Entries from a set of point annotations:
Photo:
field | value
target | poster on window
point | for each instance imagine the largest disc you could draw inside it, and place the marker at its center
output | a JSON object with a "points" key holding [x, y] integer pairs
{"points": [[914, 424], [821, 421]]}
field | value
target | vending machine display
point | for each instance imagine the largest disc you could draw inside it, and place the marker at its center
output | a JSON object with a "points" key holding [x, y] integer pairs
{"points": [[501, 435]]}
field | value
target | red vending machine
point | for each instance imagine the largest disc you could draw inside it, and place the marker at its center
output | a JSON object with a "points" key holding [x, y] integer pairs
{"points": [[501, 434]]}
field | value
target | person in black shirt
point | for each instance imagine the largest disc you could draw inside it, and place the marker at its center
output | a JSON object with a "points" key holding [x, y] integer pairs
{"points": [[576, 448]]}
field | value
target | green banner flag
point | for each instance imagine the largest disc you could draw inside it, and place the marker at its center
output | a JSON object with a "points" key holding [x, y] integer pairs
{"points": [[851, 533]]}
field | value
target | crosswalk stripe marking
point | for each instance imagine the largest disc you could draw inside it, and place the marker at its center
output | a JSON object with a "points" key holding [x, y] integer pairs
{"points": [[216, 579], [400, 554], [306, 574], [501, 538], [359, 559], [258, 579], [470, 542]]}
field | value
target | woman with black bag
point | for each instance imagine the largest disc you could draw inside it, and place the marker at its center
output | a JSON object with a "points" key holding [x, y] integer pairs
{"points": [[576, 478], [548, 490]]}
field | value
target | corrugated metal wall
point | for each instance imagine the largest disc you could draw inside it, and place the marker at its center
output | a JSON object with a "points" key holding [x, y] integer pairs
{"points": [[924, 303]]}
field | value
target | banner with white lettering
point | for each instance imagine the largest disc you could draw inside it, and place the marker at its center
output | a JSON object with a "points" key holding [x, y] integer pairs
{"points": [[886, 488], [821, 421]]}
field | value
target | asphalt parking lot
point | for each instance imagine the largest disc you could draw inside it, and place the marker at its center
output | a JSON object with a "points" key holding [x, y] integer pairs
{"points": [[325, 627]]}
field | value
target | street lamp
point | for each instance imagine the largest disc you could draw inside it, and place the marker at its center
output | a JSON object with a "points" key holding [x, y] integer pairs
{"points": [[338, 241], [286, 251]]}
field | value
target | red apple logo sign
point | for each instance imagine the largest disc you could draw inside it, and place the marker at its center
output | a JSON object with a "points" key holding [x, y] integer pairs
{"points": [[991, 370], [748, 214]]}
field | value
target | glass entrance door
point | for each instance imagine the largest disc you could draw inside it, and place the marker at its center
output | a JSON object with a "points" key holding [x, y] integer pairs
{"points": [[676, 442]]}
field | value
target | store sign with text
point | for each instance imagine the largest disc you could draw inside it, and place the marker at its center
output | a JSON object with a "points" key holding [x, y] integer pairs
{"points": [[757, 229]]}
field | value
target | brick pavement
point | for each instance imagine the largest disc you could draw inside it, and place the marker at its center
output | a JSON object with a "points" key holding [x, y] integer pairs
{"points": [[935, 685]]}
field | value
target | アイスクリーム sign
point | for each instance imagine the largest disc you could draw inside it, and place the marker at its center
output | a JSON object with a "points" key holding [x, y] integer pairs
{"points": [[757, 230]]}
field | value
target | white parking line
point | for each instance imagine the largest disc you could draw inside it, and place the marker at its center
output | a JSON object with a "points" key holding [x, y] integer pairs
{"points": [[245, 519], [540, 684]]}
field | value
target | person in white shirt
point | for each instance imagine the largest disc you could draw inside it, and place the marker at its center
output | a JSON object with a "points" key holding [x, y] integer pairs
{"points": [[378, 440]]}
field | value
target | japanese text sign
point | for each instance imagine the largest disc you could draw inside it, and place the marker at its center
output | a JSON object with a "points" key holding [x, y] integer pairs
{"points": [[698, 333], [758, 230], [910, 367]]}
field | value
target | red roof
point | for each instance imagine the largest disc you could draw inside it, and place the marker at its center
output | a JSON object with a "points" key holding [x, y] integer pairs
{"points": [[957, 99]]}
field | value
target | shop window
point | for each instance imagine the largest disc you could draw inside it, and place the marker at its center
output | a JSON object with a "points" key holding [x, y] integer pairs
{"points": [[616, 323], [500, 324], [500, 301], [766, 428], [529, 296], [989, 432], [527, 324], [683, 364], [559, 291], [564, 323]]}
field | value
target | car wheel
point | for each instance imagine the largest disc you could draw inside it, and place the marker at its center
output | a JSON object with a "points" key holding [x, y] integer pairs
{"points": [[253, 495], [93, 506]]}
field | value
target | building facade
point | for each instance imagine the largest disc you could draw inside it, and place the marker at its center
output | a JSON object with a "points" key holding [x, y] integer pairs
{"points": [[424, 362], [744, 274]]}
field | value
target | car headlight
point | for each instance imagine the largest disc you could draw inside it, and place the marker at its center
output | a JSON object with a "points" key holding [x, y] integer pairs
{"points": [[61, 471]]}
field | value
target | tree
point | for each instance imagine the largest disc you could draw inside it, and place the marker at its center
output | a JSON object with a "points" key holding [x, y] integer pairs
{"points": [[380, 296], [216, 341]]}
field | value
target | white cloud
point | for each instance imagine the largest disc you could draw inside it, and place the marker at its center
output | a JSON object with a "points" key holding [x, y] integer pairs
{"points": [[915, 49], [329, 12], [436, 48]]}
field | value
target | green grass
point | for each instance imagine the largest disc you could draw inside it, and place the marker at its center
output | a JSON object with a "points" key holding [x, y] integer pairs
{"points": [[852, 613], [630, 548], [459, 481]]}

Aim of the exercise:
From the data above, extract every line that contains the string "person".

Result:
target | person in black shirt
target | person in white shirt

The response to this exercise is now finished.